Report the number of lines in the data below that hold "jacket", without any other words.

> _Data section_
----------------

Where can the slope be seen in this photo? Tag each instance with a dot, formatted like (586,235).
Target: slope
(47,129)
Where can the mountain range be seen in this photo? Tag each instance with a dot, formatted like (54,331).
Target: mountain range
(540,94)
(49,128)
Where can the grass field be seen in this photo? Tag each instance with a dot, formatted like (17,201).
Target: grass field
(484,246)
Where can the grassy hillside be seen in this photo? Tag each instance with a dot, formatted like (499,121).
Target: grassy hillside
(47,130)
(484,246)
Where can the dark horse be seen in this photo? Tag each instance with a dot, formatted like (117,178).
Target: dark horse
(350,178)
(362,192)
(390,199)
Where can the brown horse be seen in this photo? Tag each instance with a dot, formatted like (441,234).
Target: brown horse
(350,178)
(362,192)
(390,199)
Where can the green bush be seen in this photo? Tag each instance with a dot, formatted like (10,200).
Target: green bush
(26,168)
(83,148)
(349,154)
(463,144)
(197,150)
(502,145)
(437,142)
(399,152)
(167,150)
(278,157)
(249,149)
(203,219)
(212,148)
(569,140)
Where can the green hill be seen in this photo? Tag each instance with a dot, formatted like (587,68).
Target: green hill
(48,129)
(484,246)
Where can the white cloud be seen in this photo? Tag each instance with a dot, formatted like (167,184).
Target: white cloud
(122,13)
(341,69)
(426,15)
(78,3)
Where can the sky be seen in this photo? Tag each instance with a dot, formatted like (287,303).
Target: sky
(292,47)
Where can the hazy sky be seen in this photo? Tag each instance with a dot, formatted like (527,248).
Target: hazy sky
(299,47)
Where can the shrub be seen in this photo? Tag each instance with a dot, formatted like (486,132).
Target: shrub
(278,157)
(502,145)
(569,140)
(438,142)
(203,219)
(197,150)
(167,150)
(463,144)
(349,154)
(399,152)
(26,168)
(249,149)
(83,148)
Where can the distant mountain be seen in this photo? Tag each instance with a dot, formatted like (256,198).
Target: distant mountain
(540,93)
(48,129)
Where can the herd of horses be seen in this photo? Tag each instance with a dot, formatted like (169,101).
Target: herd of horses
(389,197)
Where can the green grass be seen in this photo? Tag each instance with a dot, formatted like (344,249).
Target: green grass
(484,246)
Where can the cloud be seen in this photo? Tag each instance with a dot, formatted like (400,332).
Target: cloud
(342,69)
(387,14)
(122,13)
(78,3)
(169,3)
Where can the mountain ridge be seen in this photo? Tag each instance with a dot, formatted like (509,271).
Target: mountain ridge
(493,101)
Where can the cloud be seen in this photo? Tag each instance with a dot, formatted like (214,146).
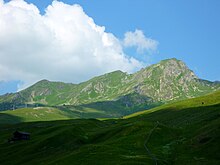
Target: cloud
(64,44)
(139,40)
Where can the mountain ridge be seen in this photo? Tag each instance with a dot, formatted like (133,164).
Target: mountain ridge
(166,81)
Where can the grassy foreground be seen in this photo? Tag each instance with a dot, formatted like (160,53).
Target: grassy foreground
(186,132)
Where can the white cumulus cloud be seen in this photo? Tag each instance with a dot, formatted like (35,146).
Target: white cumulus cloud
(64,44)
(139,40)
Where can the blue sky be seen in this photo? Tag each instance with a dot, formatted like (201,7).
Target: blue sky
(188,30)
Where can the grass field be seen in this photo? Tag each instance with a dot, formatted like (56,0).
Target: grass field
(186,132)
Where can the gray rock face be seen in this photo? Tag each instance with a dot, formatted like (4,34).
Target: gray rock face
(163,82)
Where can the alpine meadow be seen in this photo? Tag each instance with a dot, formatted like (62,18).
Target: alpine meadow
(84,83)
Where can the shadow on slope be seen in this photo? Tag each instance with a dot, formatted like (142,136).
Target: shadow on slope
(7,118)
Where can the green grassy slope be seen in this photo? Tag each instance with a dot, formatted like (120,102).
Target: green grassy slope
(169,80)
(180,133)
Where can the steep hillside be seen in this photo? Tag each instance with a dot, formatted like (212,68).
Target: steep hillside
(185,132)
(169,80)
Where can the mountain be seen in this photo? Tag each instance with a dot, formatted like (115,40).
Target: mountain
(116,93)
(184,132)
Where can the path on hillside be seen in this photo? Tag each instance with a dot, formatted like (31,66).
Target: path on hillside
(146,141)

----------------

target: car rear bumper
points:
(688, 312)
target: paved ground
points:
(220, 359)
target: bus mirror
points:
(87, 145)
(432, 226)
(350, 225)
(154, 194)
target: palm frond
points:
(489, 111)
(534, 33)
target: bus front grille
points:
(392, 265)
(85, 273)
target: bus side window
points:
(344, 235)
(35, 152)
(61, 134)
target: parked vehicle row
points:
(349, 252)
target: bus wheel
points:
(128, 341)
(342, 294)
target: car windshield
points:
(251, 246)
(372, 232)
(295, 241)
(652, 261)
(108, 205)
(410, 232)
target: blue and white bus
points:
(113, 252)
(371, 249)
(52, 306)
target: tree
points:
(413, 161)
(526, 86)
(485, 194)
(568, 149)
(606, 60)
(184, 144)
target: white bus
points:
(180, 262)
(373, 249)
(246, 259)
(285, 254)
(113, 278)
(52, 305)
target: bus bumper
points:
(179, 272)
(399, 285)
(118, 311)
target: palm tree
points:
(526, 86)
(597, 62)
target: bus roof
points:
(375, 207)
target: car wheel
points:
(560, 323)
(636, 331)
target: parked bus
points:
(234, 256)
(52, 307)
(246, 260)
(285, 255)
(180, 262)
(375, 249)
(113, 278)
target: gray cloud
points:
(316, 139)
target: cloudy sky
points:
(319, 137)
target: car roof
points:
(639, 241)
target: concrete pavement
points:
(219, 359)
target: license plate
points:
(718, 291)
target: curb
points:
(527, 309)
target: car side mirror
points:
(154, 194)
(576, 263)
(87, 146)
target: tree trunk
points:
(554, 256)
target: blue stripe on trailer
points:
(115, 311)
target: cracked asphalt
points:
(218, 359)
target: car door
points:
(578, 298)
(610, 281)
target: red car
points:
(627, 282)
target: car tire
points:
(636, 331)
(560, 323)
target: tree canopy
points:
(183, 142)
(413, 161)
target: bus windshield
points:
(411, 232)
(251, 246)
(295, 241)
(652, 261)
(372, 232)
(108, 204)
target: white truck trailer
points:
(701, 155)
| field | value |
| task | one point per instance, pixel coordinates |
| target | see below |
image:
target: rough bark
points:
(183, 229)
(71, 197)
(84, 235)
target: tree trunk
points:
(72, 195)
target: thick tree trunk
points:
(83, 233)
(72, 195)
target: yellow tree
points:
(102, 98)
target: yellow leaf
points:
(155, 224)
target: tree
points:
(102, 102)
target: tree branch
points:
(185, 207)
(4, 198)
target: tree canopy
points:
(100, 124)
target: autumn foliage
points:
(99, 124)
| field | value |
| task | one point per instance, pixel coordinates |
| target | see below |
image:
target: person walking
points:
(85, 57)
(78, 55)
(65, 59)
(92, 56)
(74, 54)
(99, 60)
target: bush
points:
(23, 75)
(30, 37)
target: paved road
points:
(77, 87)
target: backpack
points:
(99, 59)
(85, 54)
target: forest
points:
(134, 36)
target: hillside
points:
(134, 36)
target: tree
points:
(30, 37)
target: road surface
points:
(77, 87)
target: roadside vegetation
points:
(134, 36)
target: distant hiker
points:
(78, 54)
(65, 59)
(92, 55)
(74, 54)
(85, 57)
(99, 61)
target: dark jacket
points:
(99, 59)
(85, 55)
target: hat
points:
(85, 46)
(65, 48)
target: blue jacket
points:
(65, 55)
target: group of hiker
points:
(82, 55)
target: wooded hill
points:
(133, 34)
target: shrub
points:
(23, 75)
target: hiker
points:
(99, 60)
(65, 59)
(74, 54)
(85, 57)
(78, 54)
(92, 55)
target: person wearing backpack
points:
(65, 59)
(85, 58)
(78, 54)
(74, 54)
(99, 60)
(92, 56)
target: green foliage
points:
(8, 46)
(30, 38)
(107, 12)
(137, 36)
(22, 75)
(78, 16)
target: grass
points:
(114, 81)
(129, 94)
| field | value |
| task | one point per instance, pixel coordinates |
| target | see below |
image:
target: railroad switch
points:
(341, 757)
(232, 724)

----------------

> _Written reply_
2